* **Given text**
————————
Do we really want to put configuration APIs (not directly related to a pure messaging function) to MQTT? I mean wouldn’t it better to just let the app contact the HTTP API (via utility functions provided by the library maybe)?
I’m aware this will complicate things (the app would need HTTP credentials, for a start), but we’ll be polluting MQTT with configuration services. I don’t know, it doesn’t sound right… what do you think?
I see your point, but requiring apps or a library to use both HTTP and MQTT seems more convoluted, and is definitely more error-prone. And if the HTTP API offers this functionality, I don’t see why the MQTT API cannot offer this too.
I consider every interaction with Rhasspy as a messaging function, also configuring intents, I don’t see it as polluting. But that’s maybe because I’m much more comfortable with MQTT than with HTTP This is not to say that every single aspect of Rhasspy should be configurable using MQTT messages, but adding intents/sentences seems like a common enough use case.
By the way, I have edited the issue I raised in the rhasspy-hermes repository and added some thoughts about how to handle namespace, because that’s important if this will be implemented in the MQTT API. Maybe you have some thoughts about it too.
How about doing that during an earlier stage? Something like the setup stage. I mean configuring and training should happen only when something is installed or changed right? Normal app execution shouldn’t need this. We’ll let the build/setup infrastructure do this instead of doing it from inside the app code (I still have to think how, but I think you get the idea; it would have to be done outside the possible Docker container of the app, of course).
My main concern is exposing the MQTT system to potentially privileged operations. Privileged as in modifying configuration stuff. I understand some MQTT brokers implement ACLs and other authorization mechanisms, but this should concern Rhasspy itself. Rhasspy will have (one day I hope) an authorization layer for its HTTP API. It won’t be as easy or possible to do the same thing with MQTT.
————————
* **Supplied data**
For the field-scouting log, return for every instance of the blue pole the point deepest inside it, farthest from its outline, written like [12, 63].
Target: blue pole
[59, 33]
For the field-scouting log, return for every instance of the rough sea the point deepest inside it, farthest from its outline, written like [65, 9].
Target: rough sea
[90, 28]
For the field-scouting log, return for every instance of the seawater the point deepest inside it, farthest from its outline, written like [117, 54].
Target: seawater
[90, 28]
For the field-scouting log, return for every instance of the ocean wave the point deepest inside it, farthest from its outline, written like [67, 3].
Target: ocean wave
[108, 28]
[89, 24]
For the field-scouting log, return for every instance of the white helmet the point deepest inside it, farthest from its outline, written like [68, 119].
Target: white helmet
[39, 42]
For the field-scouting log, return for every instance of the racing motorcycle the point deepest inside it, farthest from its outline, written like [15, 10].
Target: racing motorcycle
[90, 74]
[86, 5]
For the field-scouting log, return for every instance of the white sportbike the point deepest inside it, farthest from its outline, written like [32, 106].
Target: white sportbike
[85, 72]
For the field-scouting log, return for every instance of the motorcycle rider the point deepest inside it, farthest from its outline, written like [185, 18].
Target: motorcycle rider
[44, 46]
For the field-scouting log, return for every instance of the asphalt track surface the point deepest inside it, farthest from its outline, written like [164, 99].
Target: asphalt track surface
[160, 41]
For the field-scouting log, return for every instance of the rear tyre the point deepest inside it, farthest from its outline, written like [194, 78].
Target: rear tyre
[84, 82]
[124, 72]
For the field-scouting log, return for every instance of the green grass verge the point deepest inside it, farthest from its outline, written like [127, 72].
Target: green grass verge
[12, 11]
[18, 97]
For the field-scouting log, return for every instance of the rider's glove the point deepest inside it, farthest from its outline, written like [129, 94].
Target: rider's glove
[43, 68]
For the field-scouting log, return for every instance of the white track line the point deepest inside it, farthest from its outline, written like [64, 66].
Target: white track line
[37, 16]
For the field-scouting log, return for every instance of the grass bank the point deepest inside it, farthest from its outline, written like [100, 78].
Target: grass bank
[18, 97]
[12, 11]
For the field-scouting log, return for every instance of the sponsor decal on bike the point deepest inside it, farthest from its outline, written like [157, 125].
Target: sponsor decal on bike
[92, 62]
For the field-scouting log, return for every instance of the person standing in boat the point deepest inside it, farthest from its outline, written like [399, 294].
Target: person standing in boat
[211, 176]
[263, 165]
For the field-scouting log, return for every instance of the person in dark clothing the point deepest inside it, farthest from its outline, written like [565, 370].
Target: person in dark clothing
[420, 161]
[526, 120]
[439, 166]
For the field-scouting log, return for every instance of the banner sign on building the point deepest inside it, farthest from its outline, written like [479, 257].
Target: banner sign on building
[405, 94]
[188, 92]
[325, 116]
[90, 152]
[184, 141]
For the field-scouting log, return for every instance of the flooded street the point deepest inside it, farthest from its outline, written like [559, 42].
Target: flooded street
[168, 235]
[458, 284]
————————
* **Written request**
Reproduce the entire Rhasspy MQTT discussion word for word. The records come from a different source than the Rhasspy MQTT discussion.

* **Response below**
Do we really want to put configuration APIs (not directly related to a pure messaging function) to MQTT? I mean wouldn’t it better to just let the app contact the HTTP API (via utility functions provided by the library maybe)?
I’m aware this will complicate things (the app would need HTTP credentials, for a start), but we’ll be polluting MQTT with configuration services. I don’t know, it doesn’t sound right… what do you think?
I see your point, but requiring apps or a library to use both HTTP and MQTT seems more convoluted, and is definitely more error-prone. And if the HTTP API offers this functionality, I don’t see why the MQTT API cannot offer this too.
I consider every interaction with Rhasspy as a messaging function, also configuring intents, I don’t see it as polluting. But that’s maybe because I’m much more comfortable with MQTT than with HTTP This is not to say that every single aspect of Rhasspy should be configurable using MQTT messages, but adding intents/sentences seems like a common enough use case.
By the way, I have edited the issue I raised in the rhasspy-hermes repository and added some thoughts about how to handle namespace, because that’s important if this will be implemented in the MQTT API. Maybe you have some thoughts about it too.
How about doing that during an earlier stage? Something like the setup stage. I mean configuring and training should happen only when something is installed or changed right? Normal app execution shouldn’t need this. We’ll let the build/setup infrastructure do this instead of doing it from inside the app code (I still have to think how, but I think you get the idea; it would have to be done outside the possible Docker container of the app, of course).
My main concern is exposing the MQTT system to potentially privileged operations. Privileged as in modifying configuration stuff. I understand some MQTT brokers implement ACLs and other authorization mechanisms, but this should concern Rhasspy itself. Rhasspy will have (one day I hope) an authorization layer for its HTTP API. It won’t be as easy or possible to do the same thing with MQTT.